Pull out each line of the records below that contains the string "trap". Letter case must match.

→ Provided records:

━━━━

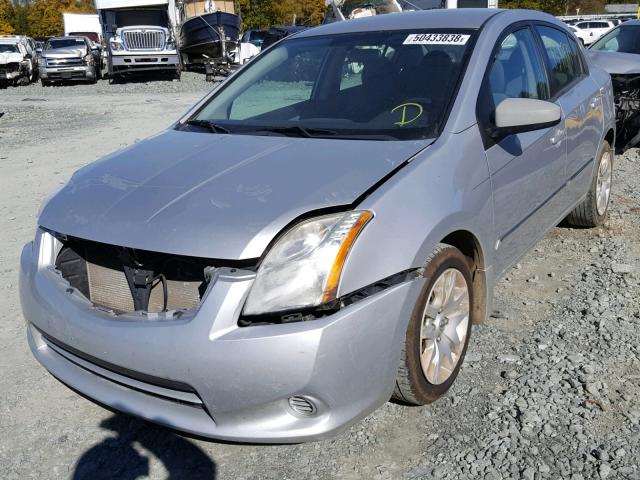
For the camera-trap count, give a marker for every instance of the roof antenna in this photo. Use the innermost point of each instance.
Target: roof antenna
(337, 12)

━━━━

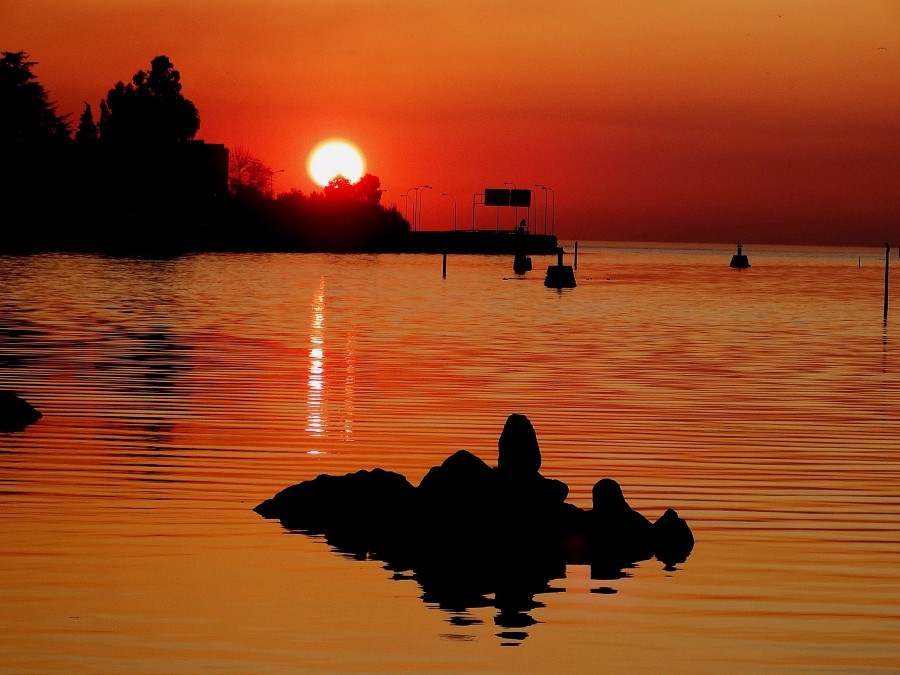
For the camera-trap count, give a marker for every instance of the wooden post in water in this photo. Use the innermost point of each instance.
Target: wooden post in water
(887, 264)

━━━━

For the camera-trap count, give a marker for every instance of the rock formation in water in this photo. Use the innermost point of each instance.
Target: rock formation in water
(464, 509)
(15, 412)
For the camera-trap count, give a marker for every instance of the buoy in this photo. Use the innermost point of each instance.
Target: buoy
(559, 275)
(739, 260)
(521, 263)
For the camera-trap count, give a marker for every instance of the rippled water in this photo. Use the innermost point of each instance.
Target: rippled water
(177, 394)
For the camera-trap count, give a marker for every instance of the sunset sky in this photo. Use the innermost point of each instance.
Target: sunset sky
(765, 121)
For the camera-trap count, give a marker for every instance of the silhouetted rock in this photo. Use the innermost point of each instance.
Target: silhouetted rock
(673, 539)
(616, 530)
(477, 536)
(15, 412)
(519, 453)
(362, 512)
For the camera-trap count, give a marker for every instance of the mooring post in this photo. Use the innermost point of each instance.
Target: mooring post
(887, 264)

━━━━

→ Exercise output:
For the camera-trap count, give a marker for every instance of the roof antenna in this photo. Use the innermost point of each instance.
For the camera-trap count, give a marker for every instance of the wooden post in water in this photo. Use the innermost point of each instance.
For the camera-trap count, give a marker for every instance of the rock formation in water in this photo. Use the innermost point of each instance.
For the camera-trap count, give a marker for every instance of the buoy in this photo. Use the innermost point of each instance.
For the camera-trap count, give a marker for every instance of the rippled water in this photo. Use the innermost point of each instance.
For the camera-trap count, give a marker for every instance of the sunset sky in this photo. Use the innermost point of each instance.
For the camera-trap count, give a marker for every instance of the silhouetted rock in this photo. Use the innermost point of each instance.
For the camera-trap count, give a marker for every instance of the mooring post in this photo. Use the innermost point of each instance.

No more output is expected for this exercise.